### EXERCISE AIM
Reproduce the stretch of the data from its start through the line containing "[[215, 229, 233, 251]]", switching "team crest" to "club badge" and changing nothing else. Omit any pictures.

___ DATA SECTION ___

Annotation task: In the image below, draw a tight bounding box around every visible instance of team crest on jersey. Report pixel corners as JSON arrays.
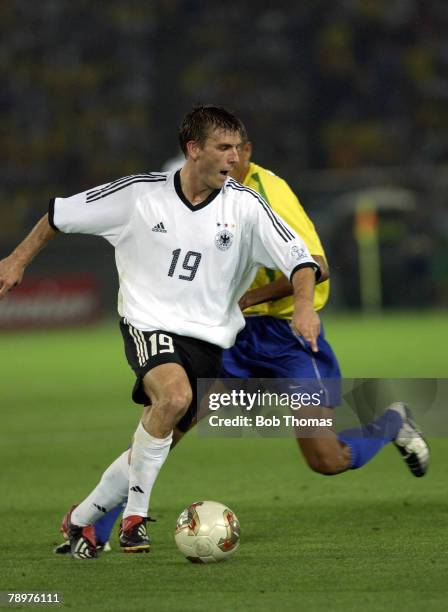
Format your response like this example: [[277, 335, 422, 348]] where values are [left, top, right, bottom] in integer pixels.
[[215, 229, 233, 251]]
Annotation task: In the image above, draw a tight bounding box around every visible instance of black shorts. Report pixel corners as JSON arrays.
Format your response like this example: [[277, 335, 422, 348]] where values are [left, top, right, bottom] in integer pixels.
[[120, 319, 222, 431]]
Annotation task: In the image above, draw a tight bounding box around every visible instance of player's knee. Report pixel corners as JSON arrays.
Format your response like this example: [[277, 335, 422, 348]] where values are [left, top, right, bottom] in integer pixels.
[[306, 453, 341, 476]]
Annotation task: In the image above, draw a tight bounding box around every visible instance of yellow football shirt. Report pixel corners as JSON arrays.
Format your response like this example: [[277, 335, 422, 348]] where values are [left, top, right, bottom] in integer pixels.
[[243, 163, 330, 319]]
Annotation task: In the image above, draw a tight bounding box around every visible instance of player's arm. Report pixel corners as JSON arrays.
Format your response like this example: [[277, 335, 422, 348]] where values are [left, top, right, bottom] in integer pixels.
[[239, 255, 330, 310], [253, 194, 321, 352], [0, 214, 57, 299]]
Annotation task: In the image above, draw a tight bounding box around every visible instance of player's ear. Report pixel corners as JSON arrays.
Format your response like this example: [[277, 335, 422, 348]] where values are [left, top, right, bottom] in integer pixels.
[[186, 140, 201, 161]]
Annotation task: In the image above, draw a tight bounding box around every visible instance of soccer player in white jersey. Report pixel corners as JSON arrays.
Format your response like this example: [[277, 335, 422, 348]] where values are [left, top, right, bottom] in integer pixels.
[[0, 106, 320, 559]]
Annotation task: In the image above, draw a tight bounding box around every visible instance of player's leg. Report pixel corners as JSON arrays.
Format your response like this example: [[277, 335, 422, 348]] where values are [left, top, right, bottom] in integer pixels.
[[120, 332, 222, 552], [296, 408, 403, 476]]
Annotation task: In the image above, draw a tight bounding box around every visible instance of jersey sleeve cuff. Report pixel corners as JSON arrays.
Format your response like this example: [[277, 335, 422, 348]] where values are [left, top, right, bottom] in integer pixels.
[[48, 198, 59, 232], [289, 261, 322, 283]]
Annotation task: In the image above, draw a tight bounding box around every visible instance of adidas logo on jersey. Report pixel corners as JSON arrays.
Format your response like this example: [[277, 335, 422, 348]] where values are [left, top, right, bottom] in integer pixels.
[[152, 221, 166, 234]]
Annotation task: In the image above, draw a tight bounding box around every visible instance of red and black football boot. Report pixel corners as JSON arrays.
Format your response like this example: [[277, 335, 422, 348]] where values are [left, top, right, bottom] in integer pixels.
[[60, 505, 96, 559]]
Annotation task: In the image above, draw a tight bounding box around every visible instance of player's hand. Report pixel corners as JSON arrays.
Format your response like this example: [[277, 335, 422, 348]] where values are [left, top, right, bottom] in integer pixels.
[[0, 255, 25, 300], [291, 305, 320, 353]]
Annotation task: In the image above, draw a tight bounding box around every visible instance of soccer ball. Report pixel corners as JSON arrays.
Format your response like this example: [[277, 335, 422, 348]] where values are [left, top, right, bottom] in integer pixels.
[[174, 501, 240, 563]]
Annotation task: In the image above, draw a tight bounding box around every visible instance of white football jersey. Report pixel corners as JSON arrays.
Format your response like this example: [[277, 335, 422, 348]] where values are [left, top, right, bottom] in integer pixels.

___

### WORKED ANSWER
Annotation task: In the image below, draw a tight bounding box around every visible instance of club badge on jersey. Report pixel corners as JSON arrays.
Format your response like this example: [[277, 335, 422, 348]] where values are [left, top, right, bottom] in integer pixels.
[[215, 229, 233, 251]]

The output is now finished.